INSTRUCTION
Quote the rows below word for word, leaving out the image.

EXTRACTED RECORDS
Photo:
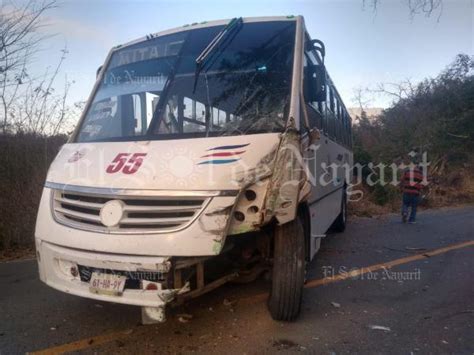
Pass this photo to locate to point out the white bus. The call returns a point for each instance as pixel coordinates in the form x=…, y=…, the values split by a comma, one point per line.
x=202, y=157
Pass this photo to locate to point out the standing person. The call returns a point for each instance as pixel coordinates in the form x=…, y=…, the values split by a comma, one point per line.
x=412, y=179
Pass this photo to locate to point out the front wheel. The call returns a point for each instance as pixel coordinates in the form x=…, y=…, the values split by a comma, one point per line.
x=288, y=271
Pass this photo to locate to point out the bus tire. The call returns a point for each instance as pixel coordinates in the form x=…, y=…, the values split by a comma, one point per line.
x=288, y=274
x=339, y=224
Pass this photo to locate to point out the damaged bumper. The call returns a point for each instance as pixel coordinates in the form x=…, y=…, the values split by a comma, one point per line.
x=68, y=270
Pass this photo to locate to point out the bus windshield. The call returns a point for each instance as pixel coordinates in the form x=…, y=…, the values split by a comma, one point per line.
x=152, y=89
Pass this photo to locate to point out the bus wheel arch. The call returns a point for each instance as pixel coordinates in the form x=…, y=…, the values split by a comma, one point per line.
x=289, y=264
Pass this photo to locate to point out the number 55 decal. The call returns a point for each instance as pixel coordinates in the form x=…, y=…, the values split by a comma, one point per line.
x=128, y=164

SOLUTION TO THIS EXERCISE
Photo:
Pass this photo to locate to point out the white bus. The call returns a point for each instance as pixel coordinates in the form x=…, y=…, the values split by a comma, one point per line.
x=202, y=157
Pass this photo to locate to point out the standing person. The call returns a point for each instance as pixel coordinates in the form x=…, y=…, the values split by a comma, one point per line.
x=412, y=179
Pass this photo to locate to point out the front wheel. The call returns a point for each instance as pixel coordinates in the form x=…, y=…, the values split by a comma, one point per line.
x=288, y=271
Pass this photo to locate to point out the bus tire. The call returns a point for each instance as pixel coordinates in the form x=…, y=…, the values split by a comma, one point per line.
x=288, y=274
x=339, y=224
Pass this photo to locate to point out the damaged bumper. The call returns a point for each instance as pixel coordinates in the form x=…, y=…, the values split by a comma, one point per line.
x=68, y=270
Pass this photo to locate to point out the bus windshield. The call returns a point for each instance as pixel coordinates in the form x=…, y=…, the values split by a comma, one point per line.
x=152, y=89
Pass this photo to locate to point out the bus wheel arch. The call returns a point for each instance as pixel coordinates in the form x=…, y=…, the values split by a comma, one point per line.
x=289, y=264
Pass this photo to locate to point out the number 55 decal. The call returns a point for each instance as pixel coordinates in the form x=…, y=…, the values split by a comma, one point per line.
x=128, y=164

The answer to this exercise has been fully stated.